E’ negli Stati Uniti che si manifesta per la prima volta un nuovo orientamento economico, votato ad uno sviluppo che trasformerà sensibilmente le mentalità e i costumi: l’incitamento al consumo infatti diventa più forte della necessità di produrre.

A partire dal 1945 il piano Marshall, destinato ufficialmente ad aiutare l’Europa devastata dalla guerra, apre la via alla società dei consumi, identificata ad una società del benessere.

L’obbligo di produrre a qualunque prezzo cede il posto ad un’impresa addobbata con gli ornamenti della seduzione, sotto la quale si nasconde nei fatti un nuovo imperativo prioritario: consumare. Consumare qualunque cosa, ma consumare.

Si assiste allora ad un’evoluzione sorprendente: un edonismo da supermercato e una democrazia da self-service, propagando l’illuzione dei piaceri e della libera scelta riescono a minare – in modo più sicuro di quanto lo avrebbero sperato gli anarchici del passato – i sacrosanti valori patriarcali, autoritari, militari e religiosi che un’economia dominata dagli imperativi della produzione aveva privilegiato.

Si misura meglio oggi quanto la colonizzazione delle masse lavoratrici, attraverso l’incitamento pressante a consumare una felicità secondo i propri gusti, abbia rallentato la stretta dell’economia sulle colonie d’oltremare e abbia favorito il successo delle lotte di decolonizzazione.

Se la libertà degli scambi e la loro indispensabile espansione hanno contribuito alla fine della maggior parte dei regimi dittatoriali e al crollo della cittadella comunista, hanno svelato assai rapidamente i limiti del benessere consumabile.

Frustrati da una felicità che non coincideva propriamente con l’inflazione di gadgets inutili e di prodotti adulterati, a partire dal 1968, i consumatori hanno preso coscienza della nuova alienazione di cui erano fatti oggetto. Lavorare per un salario che si investe nell’acquisto di merci di un valore d’uso aleatorio, suggerisce meno lo stato di beatitudine che l’impressione spiacevole di essere manipolati secondo le esigenze del mercato. Coloro che subivano l’officina e l’ufficio durante la giornata ne uscivano solo per entrare nelle fabbriche meno coercitive ma più menzognere del consumabile.
********
### COMPITI DA SVOLGERE
a) Secondo il testo sulla società dei consumi, in quale paese si manifesta per la prima volta il nuovo orientamento economico?
b) Cita il passo del testo sulla società dei consumi che comincia con le parole "Frustrati da una" e si chiude dopo le parole "menzognere del consumabile.".
********
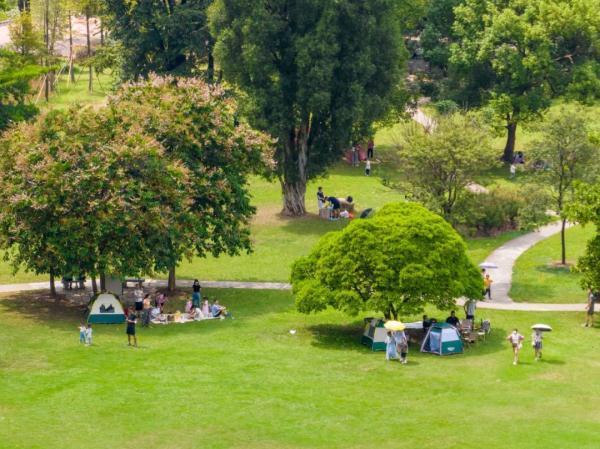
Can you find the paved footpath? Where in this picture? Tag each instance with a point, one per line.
(504, 257)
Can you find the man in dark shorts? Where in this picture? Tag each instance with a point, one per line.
(131, 320)
(335, 203)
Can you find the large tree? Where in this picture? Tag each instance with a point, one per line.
(517, 55)
(162, 36)
(157, 175)
(316, 73)
(585, 208)
(438, 165)
(569, 154)
(397, 262)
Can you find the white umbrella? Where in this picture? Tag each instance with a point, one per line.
(542, 327)
(488, 265)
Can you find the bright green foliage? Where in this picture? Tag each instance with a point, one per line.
(518, 54)
(161, 36)
(156, 176)
(16, 73)
(317, 74)
(397, 262)
(585, 208)
(438, 165)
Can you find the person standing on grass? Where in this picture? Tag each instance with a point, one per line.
(401, 346)
(470, 308)
(516, 340)
(589, 309)
(536, 342)
(197, 293)
(487, 286)
(390, 347)
(88, 335)
(320, 198)
(131, 321)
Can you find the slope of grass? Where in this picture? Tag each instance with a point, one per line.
(249, 383)
(536, 278)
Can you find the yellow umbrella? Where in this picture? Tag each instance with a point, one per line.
(394, 326)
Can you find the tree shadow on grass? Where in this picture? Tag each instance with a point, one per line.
(345, 337)
(40, 307)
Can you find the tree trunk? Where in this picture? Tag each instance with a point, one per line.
(52, 283)
(563, 246)
(71, 73)
(47, 44)
(509, 148)
(172, 280)
(295, 165)
(89, 48)
(210, 71)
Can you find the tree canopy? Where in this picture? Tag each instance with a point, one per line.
(396, 262)
(164, 37)
(568, 154)
(157, 175)
(316, 73)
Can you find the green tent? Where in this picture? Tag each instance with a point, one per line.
(106, 309)
(442, 339)
(374, 335)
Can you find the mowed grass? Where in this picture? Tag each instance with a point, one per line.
(536, 278)
(249, 383)
(278, 240)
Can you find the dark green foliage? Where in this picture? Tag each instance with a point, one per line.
(164, 37)
(317, 74)
(397, 262)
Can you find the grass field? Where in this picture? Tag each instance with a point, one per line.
(536, 279)
(248, 383)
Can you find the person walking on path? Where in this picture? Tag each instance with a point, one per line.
(536, 342)
(401, 346)
(487, 286)
(131, 321)
(470, 308)
(197, 294)
(589, 309)
(390, 347)
(516, 340)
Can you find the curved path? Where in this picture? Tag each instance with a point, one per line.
(506, 255)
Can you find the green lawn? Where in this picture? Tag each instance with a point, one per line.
(67, 94)
(248, 383)
(536, 279)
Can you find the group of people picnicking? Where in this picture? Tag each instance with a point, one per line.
(149, 311)
(338, 207)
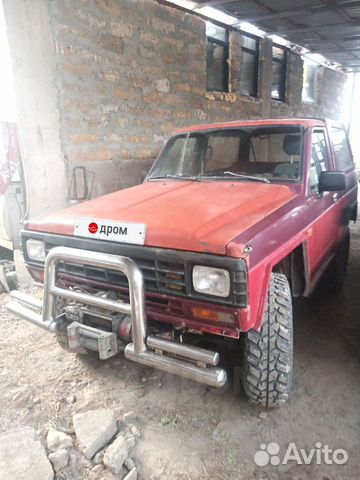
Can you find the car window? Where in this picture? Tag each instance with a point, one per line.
(319, 157)
(268, 153)
(343, 157)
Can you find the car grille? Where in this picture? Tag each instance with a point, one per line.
(165, 271)
(158, 276)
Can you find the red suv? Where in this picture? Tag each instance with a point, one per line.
(233, 220)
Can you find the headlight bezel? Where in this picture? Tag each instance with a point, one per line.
(37, 246)
(201, 273)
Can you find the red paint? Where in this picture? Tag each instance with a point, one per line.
(93, 227)
(193, 216)
(222, 218)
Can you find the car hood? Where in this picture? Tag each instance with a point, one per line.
(185, 215)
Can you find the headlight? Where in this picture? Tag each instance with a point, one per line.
(212, 281)
(35, 250)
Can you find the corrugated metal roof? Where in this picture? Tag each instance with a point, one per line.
(328, 27)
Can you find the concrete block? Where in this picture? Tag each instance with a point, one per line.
(94, 429)
(56, 440)
(116, 455)
(22, 456)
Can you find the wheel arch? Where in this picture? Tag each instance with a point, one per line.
(294, 264)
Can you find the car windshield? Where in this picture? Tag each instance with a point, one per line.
(258, 153)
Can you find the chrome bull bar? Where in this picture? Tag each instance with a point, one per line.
(186, 360)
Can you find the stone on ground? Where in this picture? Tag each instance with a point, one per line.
(116, 455)
(94, 429)
(59, 459)
(22, 456)
(132, 475)
(56, 440)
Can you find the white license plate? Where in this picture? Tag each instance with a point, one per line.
(114, 231)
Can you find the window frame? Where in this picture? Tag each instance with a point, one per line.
(256, 54)
(328, 163)
(283, 72)
(351, 165)
(315, 82)
(226, 45)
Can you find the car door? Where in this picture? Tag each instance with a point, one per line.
(323, 232)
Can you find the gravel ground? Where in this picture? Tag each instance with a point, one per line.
(188, 431)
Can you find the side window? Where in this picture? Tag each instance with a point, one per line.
(319, 157)
(343, 157)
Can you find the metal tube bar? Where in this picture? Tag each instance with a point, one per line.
(188, 351)
(213, 376)
(106, 261)
(27, 299)
(31, 316)
(91, 300)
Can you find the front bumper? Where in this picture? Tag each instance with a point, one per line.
(184, 360)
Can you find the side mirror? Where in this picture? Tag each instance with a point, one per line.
(332, 182)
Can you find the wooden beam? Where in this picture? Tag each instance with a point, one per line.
(314, 28)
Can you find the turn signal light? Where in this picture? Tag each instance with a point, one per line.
(213, 315)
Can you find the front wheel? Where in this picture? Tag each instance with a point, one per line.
(268, 354)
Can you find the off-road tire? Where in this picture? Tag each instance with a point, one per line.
(268, 354)
(333, 279)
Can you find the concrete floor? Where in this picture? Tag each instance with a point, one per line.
(189, 432)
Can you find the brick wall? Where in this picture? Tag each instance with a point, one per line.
(127, 73)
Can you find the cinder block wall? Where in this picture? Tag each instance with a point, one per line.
(123, 74)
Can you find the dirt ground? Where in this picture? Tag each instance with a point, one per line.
(188, 431)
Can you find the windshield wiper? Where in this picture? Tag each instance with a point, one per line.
(168, 175)
(239, 175)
********
### SOLUZIONI
a) Negli Stati Uniti.

b)
Frustrati da una felicità che non coincideva propriamente con l’inflazione di gadgets inutili e di prodotti adulterati, a partire dal 1968, i consumatori hanno preso coscienza della nuova alienazione di cui erano fatti oggetto. Lavorare per un salario che si investe nell’acquisto di merci di un valore d’uso aleatorio, suggerisce meno lo stato di beatitudine che l’impressione spiacevole di essere manipolati secondo le esigenze del mercato. Coloro che subivano l’officina e l’ufficio durante la giornata ne uscivano solo per entrare nelle fabbriche meno coercitive ma più menzognere del consumabile.